START DATA PROVIDED

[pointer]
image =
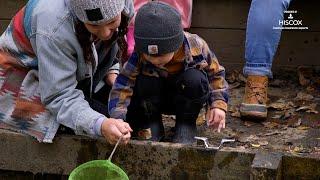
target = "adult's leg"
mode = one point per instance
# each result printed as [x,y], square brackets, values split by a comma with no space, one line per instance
[261,44]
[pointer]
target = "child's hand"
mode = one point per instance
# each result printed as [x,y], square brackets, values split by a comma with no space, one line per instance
[216,118]
[111,78]
[113,129]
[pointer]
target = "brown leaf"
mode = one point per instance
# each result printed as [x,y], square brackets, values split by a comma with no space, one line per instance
[277,105]
[277,83]
[241,78]
[248,123]
[272,133]
[310,109]
[255,145]
[236,114]
[304,96]
[277,116]
[305,74]
[263,143]
[234,85]
[270,125]
[303,128]
[296,123]
[231,78]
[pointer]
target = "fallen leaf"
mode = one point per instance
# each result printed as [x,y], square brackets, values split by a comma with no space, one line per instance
[305,74]
[295,123]
[303,128]
[231,78]
[277,105]
[234,85]
[248,123]
[263,143]
[236,114]
[248,138]
[287,114]
[255,145]
[310,109]
[270,125]
[277,116]
[277,83]
[304,96]
[272,133]
[241,78]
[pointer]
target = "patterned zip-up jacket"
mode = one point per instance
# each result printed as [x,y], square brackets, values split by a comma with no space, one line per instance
[194,53]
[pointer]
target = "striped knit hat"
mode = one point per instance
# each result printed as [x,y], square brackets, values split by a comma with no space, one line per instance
[97,11]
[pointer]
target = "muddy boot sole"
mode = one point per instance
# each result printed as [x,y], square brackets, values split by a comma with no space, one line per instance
[253,111]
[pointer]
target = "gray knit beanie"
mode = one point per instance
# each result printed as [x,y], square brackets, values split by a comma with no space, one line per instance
[158,29]
[97,11]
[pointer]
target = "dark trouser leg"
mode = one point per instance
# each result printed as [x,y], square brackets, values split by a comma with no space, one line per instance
[144,111]
[192,93]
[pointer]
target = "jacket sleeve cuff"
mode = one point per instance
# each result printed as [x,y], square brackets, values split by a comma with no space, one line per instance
[220,104]
[98,125]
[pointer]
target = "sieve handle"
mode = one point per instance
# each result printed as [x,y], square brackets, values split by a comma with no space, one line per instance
[115,147]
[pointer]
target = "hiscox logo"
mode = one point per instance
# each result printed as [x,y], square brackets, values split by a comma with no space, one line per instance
[290,22]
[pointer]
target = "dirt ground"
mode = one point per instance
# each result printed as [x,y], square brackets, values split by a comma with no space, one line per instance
[293,123]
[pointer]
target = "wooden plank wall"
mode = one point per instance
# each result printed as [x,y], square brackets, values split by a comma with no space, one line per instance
[222,24]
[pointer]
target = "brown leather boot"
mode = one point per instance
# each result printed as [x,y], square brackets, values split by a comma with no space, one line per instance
[254,103]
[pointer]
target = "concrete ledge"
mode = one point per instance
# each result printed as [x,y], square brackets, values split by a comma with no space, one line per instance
[266,166]
[148,160]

END DATA PROVIDED

### WHAT NEEDS TO BE DONE
Which lines in the listing above hold the word "knit"? Show each of them.

### WRITTEN RESPONSE
target = "striped knit hat"
target = "gray knit beanie"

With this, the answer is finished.